Problem description: Output exactly the line containing "Query: front fender flare" and each line after it through the last line of the records, and nothing else.

(Saved entries)

----------

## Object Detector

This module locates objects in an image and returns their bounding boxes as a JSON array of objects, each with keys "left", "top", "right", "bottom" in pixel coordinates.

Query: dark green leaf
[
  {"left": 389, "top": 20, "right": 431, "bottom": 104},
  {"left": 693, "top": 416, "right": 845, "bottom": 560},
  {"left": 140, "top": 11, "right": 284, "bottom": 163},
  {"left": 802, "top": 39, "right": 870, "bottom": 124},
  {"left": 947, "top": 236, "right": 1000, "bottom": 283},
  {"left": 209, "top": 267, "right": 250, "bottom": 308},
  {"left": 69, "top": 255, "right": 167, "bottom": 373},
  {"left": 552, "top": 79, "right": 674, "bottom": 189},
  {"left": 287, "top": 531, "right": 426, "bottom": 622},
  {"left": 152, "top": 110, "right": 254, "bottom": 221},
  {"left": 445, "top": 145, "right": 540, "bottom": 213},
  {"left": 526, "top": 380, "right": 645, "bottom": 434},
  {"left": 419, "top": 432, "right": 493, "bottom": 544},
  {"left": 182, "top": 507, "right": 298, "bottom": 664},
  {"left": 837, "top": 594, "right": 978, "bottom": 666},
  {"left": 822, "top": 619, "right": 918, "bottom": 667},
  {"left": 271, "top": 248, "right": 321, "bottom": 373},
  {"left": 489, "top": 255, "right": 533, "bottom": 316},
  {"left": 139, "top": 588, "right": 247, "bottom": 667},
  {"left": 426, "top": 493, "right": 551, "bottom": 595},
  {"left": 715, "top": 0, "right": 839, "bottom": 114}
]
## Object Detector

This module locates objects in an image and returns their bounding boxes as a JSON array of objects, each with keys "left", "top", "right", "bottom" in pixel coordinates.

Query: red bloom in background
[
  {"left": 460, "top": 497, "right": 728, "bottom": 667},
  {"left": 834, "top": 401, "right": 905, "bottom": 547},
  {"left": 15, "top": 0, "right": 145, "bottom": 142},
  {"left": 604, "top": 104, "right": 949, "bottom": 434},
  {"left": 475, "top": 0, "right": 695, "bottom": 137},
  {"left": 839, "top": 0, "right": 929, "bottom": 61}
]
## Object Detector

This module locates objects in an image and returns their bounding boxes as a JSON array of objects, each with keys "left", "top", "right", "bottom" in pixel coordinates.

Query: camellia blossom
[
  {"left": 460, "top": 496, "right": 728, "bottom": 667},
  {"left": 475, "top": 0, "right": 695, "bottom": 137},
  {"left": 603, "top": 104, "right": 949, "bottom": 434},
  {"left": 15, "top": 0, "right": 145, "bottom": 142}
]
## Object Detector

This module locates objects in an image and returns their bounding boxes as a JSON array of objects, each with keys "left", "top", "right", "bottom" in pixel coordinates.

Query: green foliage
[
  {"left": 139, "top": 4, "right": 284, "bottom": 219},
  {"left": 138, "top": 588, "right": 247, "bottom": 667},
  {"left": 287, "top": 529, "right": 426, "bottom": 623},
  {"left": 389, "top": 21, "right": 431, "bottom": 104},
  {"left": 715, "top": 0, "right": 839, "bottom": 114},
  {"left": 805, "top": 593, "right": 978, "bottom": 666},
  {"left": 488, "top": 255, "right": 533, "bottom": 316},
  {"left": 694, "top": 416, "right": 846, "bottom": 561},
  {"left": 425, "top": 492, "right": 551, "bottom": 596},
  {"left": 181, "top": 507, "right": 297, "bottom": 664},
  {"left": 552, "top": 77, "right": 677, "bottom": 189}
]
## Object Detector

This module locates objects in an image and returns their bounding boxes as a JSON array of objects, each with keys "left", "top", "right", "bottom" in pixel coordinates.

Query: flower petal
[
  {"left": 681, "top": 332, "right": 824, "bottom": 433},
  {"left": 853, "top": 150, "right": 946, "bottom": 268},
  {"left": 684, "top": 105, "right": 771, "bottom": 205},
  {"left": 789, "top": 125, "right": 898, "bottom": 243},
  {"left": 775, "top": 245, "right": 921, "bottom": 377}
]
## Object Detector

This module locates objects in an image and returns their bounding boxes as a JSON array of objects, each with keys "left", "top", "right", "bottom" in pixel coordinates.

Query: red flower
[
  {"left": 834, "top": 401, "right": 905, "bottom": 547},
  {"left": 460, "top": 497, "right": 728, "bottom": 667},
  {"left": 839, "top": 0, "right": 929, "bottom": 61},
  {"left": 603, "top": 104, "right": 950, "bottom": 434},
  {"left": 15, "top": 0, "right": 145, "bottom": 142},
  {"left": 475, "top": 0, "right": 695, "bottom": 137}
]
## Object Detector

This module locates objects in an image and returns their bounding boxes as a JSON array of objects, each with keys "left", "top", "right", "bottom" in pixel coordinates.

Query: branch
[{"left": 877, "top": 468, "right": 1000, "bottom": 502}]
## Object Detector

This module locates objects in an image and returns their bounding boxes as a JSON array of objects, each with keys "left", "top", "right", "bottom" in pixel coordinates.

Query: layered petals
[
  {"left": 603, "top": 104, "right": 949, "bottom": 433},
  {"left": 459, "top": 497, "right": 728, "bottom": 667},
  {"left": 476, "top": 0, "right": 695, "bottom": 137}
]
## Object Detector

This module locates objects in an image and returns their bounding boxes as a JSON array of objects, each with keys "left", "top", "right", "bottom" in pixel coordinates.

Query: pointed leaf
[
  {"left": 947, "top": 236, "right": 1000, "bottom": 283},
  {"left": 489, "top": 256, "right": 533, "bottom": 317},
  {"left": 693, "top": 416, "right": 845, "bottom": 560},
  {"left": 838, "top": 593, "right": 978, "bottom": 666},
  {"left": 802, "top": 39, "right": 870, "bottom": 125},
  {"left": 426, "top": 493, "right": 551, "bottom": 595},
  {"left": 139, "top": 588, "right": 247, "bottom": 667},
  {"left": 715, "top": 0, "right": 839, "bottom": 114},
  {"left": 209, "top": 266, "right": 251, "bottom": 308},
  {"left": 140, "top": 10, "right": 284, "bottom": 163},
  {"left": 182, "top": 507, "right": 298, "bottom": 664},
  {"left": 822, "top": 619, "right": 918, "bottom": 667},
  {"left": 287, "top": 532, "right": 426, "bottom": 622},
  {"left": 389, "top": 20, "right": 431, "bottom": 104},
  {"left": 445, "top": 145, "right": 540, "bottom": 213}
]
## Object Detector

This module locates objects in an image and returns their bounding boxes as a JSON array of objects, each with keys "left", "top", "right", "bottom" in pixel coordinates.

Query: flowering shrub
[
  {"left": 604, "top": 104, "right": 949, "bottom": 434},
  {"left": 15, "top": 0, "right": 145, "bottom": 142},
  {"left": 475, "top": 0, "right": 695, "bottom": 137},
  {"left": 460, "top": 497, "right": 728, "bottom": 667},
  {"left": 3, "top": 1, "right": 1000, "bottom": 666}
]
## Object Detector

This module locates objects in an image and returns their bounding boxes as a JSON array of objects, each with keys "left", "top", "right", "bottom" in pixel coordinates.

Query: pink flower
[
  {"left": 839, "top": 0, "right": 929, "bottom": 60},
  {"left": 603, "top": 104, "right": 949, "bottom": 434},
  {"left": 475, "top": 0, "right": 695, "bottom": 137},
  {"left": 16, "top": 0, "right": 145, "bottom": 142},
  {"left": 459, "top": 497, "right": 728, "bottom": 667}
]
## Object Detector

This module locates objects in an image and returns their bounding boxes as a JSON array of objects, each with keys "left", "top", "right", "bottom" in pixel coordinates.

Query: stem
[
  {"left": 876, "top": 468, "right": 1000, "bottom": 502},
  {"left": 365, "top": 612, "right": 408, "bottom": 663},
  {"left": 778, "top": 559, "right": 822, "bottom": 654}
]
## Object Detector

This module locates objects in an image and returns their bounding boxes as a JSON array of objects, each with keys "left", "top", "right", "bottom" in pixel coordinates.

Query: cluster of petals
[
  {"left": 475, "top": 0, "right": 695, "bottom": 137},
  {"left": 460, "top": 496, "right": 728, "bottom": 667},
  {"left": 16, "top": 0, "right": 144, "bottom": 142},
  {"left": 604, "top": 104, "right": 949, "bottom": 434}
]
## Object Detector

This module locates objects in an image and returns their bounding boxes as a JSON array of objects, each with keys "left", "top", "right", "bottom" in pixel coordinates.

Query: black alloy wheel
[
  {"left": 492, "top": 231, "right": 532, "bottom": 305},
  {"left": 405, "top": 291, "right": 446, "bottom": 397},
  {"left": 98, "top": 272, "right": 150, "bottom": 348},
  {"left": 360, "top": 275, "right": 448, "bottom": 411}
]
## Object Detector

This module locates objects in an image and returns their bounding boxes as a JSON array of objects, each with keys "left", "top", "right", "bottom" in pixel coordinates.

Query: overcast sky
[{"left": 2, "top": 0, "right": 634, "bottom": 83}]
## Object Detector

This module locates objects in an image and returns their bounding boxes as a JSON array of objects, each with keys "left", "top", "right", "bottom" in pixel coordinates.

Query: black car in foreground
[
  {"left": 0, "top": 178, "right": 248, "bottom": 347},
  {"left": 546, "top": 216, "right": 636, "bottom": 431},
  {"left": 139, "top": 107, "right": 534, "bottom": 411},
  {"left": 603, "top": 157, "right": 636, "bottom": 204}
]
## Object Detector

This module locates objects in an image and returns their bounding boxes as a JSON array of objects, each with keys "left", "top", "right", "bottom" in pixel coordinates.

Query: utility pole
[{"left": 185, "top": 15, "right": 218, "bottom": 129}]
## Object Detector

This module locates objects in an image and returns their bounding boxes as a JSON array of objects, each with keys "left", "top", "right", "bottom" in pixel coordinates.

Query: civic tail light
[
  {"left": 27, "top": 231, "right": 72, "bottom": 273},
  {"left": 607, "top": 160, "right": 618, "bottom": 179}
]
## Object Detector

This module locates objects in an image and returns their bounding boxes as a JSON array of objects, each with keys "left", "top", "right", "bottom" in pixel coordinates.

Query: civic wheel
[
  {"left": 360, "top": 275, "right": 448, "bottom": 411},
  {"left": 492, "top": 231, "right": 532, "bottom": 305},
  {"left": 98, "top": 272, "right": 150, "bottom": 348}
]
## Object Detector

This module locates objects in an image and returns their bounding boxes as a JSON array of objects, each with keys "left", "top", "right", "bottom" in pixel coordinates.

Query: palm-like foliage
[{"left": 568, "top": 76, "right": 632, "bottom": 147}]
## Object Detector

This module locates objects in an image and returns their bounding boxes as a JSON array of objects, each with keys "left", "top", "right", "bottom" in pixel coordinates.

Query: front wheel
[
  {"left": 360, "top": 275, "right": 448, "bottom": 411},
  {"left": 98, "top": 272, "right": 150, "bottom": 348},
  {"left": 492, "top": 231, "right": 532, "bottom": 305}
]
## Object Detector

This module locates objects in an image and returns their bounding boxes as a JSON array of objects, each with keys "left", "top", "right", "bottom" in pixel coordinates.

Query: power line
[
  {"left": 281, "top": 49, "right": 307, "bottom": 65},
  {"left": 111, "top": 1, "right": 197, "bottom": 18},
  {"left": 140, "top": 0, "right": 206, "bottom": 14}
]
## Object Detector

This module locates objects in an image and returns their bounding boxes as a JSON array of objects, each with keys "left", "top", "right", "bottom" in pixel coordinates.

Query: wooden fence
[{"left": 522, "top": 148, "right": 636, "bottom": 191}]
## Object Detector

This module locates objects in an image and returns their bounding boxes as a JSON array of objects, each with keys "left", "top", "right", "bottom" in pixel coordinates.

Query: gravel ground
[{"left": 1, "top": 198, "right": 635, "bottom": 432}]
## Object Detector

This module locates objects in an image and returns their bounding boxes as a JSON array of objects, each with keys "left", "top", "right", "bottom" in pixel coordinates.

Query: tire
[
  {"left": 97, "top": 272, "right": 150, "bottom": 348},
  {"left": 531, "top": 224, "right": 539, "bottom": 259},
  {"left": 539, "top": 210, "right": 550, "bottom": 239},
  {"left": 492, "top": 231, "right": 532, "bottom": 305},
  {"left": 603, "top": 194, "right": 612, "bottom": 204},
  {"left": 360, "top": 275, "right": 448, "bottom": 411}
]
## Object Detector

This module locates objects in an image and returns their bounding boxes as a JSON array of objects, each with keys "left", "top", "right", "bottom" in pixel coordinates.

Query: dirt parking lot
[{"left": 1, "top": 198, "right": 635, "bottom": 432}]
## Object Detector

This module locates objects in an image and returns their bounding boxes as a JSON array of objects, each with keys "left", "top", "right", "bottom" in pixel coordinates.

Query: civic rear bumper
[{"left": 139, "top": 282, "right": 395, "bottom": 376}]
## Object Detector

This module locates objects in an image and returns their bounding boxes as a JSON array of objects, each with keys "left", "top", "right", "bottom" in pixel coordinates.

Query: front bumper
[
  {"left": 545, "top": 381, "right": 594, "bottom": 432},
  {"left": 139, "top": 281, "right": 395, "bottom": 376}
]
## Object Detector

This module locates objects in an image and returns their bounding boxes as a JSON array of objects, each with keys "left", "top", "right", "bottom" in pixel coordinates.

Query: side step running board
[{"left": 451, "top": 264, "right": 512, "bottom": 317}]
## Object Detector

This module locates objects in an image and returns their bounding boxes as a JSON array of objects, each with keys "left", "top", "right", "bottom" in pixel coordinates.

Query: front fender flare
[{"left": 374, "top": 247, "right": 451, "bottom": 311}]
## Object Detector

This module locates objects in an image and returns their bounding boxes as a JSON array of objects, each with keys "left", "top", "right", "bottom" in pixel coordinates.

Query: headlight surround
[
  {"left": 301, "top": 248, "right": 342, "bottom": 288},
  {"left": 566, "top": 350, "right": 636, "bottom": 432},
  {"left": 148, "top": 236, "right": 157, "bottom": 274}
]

----------

Reply:
Query: front fender flare
[{"left": 374, "top": 247, "right": 451, "bottom": 311}]
## Object Detector

This module locates objects in an image and returns their bounding boxes as a JSON array of objects, each with keys "left", "top", "right", "bottom" in pixel coordinates.

Query: headlight surround
[
  {"left": 301, "top": 248, "right": 342, "bottom": 288},
  {"left": 566, "top": 350, "right": 636, "bottom": 432},
  {"left": 148, "top": 236, "right": 157, "bottom": 274}
]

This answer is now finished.